**The records:**

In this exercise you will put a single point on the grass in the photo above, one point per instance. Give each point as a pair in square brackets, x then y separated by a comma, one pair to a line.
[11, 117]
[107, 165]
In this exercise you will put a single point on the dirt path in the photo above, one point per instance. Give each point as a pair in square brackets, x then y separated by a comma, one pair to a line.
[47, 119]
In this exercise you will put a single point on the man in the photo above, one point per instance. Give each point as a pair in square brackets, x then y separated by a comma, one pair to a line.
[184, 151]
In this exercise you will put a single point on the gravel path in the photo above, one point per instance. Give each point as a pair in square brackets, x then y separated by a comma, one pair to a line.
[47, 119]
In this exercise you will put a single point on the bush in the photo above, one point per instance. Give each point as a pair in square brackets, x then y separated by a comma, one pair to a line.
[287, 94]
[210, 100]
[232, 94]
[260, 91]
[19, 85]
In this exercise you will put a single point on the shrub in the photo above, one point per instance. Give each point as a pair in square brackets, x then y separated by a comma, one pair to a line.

**Problem to work on:** Your answer should contain every entry, transcribed exactly.

**Output below:**
In this exercise you will put a single point on the grass in the photo above, one point per instance. Give each point as a pair in square brackets, x then y separated by a comma, one pair to a line.
[11, 117]
[107, 165]
In this exercise you will put a single point on the dirt path in the photo above, one point per instance. Give each point as a pair in square brackets, x then y separated by a comma, one pair to a line.
[47, 119]
In this exercise you will put a single point on the man in the photo above, one point per instance. Give each point as a pair in square brackets, x then y separated by a comma, one pair to a line.
[184, 151]
In this exercise you will put a single point on the gravel path in the photo above, one point per instance. Give each point as a pair in square brackets, x then y separated by a comma, one pair to a line.
[47, 119]
In this exercise you will put a single point on the bush in the photo above, one point per instance. Give each point as a pair in square brackets, x then y separated by a comma, one pair to a line.
[287, 94]
[210, 100]
[232, 94]
[260, 91]
[19, 85]
In this exercise you will put a single point on the shrub in the photo above, one point per instance. Give each point as a pair in square brackets, x then y separated by a comma, one pair to a line.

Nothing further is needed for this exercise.